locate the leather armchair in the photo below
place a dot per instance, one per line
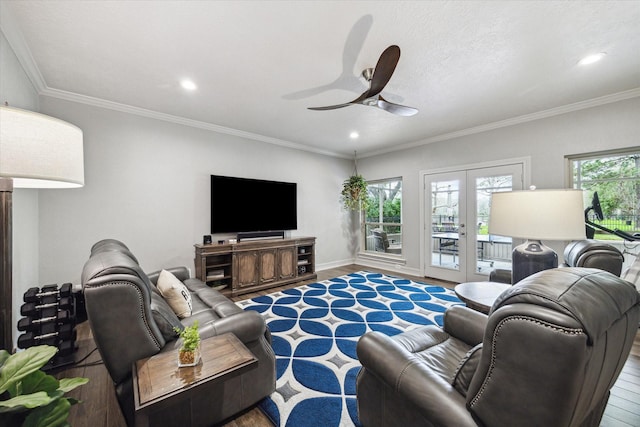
(591, 253)
(546, 355)
(586, 253)
(130, 321)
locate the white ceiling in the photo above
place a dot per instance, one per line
(258, 65)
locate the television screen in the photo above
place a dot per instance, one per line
(243, 205)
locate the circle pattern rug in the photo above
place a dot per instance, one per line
(315, 329)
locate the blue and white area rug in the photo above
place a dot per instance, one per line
(315, 329)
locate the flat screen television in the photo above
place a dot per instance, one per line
(248, 205)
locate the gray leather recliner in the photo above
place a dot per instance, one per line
(130, 321)
(547, 354)
(586, 253)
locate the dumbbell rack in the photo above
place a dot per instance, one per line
(49, 319)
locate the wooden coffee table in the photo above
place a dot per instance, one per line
(167, 395)
(480, 296)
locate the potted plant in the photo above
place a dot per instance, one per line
(189, 353)
(30, 397)
(354, 193)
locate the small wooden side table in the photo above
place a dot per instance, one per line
(167, 395)
(480, 296)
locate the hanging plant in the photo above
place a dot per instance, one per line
(354, 191)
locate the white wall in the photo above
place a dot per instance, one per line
(17, 91)
(546, 142)
(147, 184)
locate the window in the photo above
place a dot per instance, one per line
(383, 217)
(616, 179)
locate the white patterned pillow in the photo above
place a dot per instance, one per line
(175, 293)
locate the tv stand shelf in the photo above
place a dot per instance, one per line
(249, 266)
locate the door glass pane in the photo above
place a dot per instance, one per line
(493, 251)
(445, 200)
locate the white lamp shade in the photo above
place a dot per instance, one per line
(538, 214)
(39, 151)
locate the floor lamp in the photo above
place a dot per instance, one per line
(536, 215)
(36, 151)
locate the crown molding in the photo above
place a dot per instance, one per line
(23, 53)
(576, 106)
(129, 109)
(17, 42)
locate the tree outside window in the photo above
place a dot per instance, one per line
(616, 179)
(383, 217)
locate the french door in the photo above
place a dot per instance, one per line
(457, 245)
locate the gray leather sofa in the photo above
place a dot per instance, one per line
(547, 354)
(586, 253)
(130, 321)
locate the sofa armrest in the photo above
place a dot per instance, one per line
(408, 376)
(247, 326)
(182, 273)
(465, 324)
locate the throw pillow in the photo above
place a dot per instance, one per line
(466, 369)
(175, 293)
(165, 318)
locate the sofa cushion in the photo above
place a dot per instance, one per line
(165, 318)
(175, 293)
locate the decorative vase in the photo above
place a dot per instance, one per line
(189, 358)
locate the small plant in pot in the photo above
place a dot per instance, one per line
(354, 193)
(189, 353)
(30, 397)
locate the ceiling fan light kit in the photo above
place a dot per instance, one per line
(378, 78)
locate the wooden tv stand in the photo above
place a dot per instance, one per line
(249, 266)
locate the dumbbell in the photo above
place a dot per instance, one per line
(65, 348)
(29, 339)
(30, 324)
(34, 294)
(32, 309)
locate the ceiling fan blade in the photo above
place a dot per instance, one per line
(397, 109)
(384, 69)
(358, 100)
(329, 107)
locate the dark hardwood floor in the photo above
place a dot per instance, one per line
(99, 407)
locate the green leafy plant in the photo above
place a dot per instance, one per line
(190, 337)
(354, 193)
(28, 396)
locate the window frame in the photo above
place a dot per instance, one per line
(578, 184)
(365, 224)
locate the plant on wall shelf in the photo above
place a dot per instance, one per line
(30, 397)
(354, 190)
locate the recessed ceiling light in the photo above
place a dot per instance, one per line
(590, 59)
(188, 85)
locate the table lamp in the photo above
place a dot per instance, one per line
(36, 151)
(536, 215)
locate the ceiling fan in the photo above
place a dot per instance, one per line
(378, 78)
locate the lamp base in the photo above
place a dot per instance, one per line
(530, 257)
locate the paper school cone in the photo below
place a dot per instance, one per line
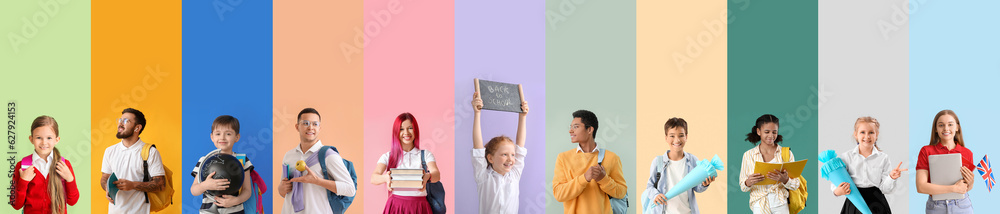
(834, 170)
(697, 175)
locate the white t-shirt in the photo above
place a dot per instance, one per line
(676, 172)
(126, 164)
(315, 195)
(497, 193)
(409, 160)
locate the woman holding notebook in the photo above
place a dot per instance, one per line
(405, 153)
(946, 138)
(768, 198)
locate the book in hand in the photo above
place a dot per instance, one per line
(794, 169)
(112, 188)
(945, 170)
(403, 178)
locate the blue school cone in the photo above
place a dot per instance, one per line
(697, 175)
(834, 170)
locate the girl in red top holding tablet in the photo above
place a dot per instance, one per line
(946, 138)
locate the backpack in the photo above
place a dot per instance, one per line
(618, 205)
(435, 191)
(253, 204)
(796, 198)
(158, 200)
(647, 204)
(338, 203)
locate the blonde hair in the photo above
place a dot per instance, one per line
(57, 192)
(871, 120)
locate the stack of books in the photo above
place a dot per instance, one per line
(403, 178)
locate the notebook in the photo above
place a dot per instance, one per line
(112, 188)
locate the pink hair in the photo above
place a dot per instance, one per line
(396, 150)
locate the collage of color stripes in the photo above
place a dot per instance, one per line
(720, 65)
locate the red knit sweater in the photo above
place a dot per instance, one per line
(34, 197)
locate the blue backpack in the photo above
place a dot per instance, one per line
(618, 205)
(338, 203)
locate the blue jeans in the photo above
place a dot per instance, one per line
(954, 206)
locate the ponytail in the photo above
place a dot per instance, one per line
(753, 137)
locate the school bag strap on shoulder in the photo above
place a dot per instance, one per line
(338, 203)
(435, 191)
(618, 205)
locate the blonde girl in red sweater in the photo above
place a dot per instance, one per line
(44, 172)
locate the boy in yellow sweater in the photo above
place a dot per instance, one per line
(580, 183)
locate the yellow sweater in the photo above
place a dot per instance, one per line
(579, 196)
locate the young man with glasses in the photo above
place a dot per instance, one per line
(310, 188)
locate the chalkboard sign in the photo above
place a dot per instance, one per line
(499, 96)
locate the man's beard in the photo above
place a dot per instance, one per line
(124, 134)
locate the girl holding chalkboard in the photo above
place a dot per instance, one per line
(497, 166)
(45, 182)
(870, 169)
(946, 138)
(405, 153)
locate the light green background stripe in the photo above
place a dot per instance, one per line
(590, 64)
(46, 71)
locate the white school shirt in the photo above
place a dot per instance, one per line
(315, 195)
(676, 172)
(42, 165)
(497, 193)
(126, 163)
(409, 160)
(872, 171)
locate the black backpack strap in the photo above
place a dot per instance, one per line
(423, 163)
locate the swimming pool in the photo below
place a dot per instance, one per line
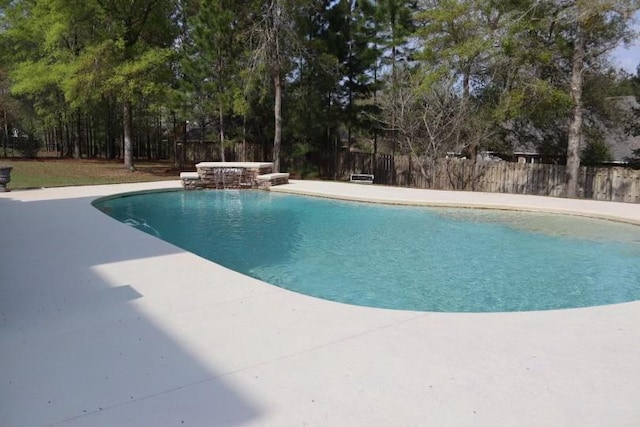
(411, 258)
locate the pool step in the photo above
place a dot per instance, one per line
(270, 179)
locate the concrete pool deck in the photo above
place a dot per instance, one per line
(103, 325)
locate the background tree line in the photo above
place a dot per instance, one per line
(122, 78)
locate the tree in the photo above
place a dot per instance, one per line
(584, 32)
(273, 42)
(211, 60)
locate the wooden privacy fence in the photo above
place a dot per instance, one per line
(612, 184)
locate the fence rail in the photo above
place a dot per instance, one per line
(611, 184)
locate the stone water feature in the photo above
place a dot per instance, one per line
(233, 175)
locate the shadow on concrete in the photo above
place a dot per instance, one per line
(75, 348)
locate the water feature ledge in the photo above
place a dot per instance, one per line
(233, 175)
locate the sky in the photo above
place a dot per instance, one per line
(628, 58)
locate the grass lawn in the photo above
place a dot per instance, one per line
(55, 172)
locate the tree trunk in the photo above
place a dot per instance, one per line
(221, 118)
(128, 144)
(77, 132)
(277, 112)
(575, 120)
(6, 134)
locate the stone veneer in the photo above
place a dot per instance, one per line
(232, 175)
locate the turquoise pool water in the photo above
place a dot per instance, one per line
(410, 258)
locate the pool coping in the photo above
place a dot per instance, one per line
(139, 332)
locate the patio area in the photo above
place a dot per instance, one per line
(103, 325)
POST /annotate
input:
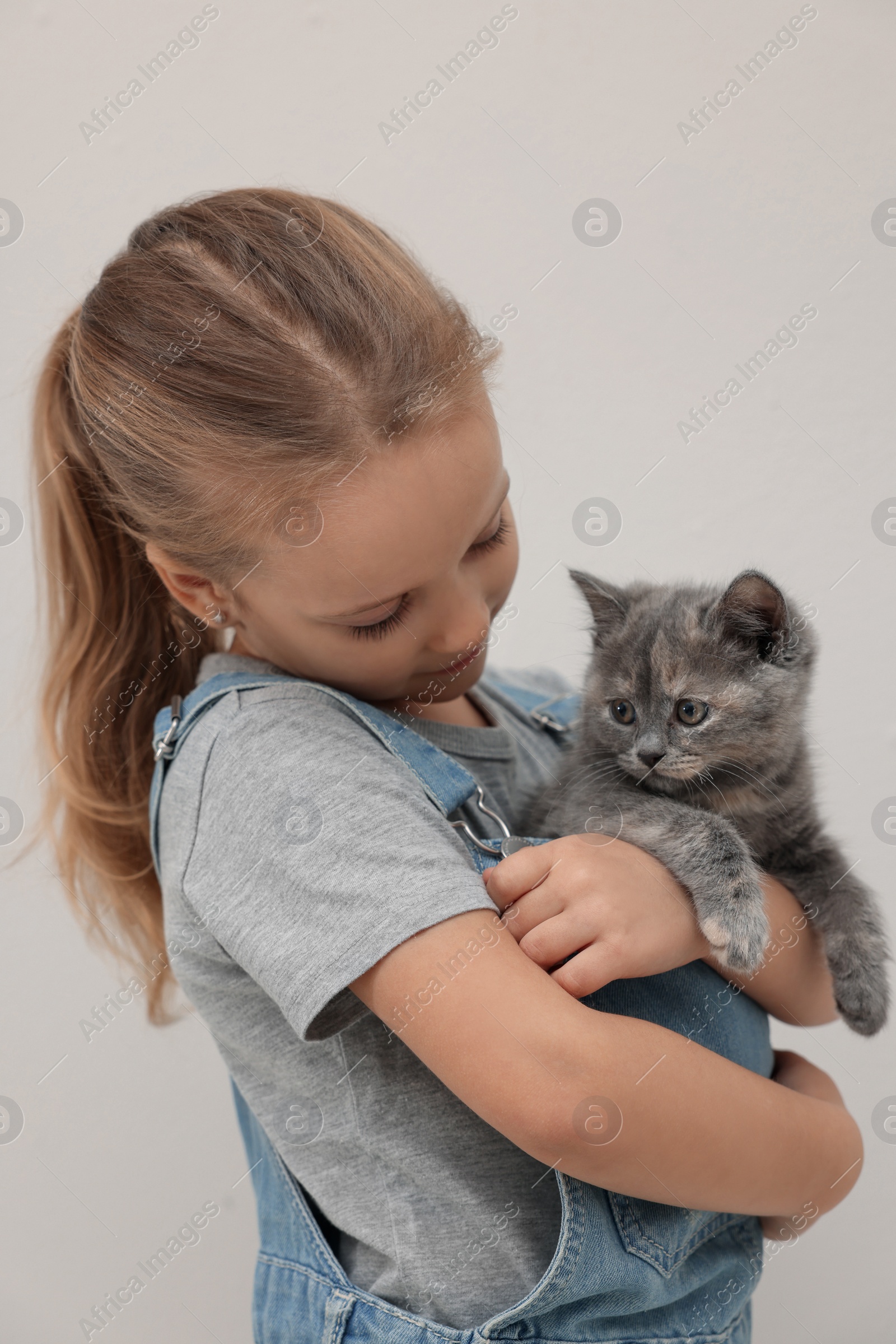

> [TASK DIRECTIONS]
Return each line of the material above that contains the word "wall".

> [SOLUTION TO THE PROBLEM]
locate the white wall in the photo above
locate the plant on wall shelf in the photo above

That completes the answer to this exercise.